Pointing and labeling entries
>> start

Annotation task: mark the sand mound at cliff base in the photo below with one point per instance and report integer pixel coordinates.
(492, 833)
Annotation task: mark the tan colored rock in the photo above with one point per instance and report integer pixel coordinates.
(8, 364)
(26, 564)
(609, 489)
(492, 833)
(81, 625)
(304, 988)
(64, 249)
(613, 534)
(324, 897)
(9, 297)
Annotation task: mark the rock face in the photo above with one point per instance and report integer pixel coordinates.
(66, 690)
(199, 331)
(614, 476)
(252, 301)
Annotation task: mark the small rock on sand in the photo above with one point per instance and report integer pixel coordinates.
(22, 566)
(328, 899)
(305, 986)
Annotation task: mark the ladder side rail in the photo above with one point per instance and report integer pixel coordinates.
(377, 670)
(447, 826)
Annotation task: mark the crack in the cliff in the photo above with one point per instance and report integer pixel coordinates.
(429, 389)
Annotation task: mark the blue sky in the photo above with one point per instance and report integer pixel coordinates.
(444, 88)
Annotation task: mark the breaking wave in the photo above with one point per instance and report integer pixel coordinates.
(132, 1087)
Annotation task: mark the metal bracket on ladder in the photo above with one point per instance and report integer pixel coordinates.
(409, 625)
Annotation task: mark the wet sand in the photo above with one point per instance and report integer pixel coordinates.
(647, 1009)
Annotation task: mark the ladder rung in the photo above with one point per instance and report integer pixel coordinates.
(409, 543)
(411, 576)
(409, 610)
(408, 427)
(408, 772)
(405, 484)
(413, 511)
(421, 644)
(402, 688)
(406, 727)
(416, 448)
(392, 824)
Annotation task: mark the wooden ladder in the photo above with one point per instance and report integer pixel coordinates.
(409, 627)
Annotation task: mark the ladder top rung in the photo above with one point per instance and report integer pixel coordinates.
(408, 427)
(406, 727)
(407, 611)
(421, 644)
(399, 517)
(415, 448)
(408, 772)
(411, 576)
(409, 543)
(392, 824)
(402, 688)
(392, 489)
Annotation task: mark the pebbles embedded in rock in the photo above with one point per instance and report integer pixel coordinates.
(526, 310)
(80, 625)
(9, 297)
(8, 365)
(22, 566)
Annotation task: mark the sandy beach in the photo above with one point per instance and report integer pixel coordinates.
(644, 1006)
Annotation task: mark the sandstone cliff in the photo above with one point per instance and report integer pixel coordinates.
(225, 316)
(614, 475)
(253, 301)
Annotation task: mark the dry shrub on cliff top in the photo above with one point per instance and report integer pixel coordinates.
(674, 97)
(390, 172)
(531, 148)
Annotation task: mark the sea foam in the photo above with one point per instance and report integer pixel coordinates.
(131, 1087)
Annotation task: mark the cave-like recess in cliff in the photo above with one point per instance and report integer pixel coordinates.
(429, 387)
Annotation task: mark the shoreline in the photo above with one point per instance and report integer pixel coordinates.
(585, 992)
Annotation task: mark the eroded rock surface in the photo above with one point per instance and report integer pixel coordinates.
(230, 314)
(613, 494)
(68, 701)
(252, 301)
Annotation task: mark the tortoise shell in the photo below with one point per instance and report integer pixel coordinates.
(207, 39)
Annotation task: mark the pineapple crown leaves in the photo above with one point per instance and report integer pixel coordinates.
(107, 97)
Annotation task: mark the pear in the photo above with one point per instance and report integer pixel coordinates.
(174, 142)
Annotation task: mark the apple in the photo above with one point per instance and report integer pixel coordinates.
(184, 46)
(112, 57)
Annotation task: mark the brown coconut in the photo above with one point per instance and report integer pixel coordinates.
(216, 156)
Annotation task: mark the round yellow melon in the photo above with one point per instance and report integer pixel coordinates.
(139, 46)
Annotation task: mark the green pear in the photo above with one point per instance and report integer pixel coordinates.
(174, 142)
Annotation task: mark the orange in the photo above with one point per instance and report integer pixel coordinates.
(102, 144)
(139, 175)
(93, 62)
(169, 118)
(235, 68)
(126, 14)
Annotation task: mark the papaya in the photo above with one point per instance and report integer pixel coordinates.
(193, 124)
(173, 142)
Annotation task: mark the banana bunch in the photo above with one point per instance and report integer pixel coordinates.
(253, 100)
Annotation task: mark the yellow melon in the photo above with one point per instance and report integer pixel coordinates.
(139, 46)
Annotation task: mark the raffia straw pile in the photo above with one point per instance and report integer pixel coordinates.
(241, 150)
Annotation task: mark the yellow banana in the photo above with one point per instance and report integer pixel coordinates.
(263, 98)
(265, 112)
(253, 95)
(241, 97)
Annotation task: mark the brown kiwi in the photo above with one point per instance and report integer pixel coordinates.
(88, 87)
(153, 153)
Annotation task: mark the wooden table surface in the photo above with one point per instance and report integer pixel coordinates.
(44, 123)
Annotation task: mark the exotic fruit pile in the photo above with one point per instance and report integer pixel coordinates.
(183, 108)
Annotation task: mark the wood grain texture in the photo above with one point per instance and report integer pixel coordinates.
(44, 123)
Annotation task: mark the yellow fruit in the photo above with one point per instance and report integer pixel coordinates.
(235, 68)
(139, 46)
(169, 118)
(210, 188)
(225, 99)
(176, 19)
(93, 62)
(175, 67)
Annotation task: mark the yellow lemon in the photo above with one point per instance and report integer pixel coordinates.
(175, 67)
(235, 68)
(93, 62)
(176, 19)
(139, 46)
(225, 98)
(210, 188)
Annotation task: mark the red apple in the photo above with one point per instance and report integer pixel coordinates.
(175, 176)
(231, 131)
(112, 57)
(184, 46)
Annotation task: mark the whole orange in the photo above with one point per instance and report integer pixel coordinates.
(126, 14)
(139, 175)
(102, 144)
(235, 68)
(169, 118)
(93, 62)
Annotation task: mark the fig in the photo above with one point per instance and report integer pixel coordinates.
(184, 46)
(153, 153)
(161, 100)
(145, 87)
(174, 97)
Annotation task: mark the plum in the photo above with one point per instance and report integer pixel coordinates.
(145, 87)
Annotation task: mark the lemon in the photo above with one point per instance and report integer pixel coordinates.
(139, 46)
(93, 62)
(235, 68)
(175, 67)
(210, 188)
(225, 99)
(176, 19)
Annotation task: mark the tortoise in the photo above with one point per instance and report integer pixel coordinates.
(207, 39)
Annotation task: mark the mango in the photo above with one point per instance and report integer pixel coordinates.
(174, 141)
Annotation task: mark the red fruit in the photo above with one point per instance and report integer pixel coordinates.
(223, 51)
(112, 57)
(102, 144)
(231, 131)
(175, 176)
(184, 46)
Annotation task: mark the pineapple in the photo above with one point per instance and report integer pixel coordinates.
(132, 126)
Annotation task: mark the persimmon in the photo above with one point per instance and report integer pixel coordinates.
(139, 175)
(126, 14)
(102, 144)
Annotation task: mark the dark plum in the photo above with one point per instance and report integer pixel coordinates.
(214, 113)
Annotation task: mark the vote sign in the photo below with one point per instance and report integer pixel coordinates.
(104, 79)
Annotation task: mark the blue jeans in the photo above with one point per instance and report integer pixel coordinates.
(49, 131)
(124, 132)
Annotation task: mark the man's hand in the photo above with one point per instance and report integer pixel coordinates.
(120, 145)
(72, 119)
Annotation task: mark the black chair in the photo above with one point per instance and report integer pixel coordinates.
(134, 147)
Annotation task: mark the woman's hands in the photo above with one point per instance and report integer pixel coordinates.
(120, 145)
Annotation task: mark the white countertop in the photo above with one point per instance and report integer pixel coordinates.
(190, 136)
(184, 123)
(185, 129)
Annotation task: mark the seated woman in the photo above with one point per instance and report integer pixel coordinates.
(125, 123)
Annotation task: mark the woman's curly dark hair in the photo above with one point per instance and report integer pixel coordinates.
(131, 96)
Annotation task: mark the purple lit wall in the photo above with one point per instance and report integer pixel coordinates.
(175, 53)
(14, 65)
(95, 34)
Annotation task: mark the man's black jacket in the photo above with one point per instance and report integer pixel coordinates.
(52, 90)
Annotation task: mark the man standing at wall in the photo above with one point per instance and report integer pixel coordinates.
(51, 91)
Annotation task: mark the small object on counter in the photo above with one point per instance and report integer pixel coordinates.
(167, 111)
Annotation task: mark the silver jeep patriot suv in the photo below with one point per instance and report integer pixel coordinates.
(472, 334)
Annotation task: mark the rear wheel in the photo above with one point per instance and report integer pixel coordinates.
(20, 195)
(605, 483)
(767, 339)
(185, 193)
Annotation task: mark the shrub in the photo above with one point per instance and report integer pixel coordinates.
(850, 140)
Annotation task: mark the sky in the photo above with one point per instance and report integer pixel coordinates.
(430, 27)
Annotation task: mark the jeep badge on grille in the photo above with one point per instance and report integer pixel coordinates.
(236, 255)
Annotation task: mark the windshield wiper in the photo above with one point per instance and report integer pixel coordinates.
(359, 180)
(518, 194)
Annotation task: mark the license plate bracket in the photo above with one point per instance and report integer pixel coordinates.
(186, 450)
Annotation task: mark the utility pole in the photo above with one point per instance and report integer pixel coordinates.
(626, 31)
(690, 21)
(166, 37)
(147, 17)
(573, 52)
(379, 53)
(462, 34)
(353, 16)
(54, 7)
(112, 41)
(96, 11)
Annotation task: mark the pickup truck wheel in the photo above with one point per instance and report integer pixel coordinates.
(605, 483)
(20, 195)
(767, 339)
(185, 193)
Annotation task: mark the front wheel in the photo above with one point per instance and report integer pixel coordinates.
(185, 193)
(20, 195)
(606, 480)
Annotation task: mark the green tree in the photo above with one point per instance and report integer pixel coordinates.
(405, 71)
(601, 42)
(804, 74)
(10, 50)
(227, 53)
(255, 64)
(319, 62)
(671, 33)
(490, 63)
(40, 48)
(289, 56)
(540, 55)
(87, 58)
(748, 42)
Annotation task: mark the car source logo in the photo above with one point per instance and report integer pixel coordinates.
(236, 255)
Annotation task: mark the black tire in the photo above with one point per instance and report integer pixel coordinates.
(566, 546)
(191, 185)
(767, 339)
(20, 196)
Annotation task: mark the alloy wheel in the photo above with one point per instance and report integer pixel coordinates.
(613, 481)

>> end

# WHAT YOU SHOULD DO
Take the line with "Annotation task: mark the front" and all lines after it to the last line, and reproduce them exactly.

# COMPLETE ANSWER
Annotation task: mark the front wheel in the photo above with one point per instance and report integer pixel coordinates.
(185, 193)
(20, 195)
(606, 480)
Annotation task: mark the green tree in the photo above with one point per instance and report integer pixel coordinates.
(405, 71)
(601, 42)
(804, 74)
(10, 50)
(227, 53)
(255, 64)
(319, 62)
(671, 33)
(490, 63)
(40, 48)
(289, 56)
(540, 55)
(87, 58)
(748, 42)
Annotation task: mark the car source logo in the photo above with one point per instance and report integer pixel coordinates.
(236, 255)
Annotation task: mark the black tire in the photo above with one point per instance and report integer pixel coordinates.
(566, 546)
(191, 185)
(767, 339)
(20, 196)
Annotation task: mark the alloy wheel in the photo above with one point per instance and report integer pixel coordinates.
(613, 481)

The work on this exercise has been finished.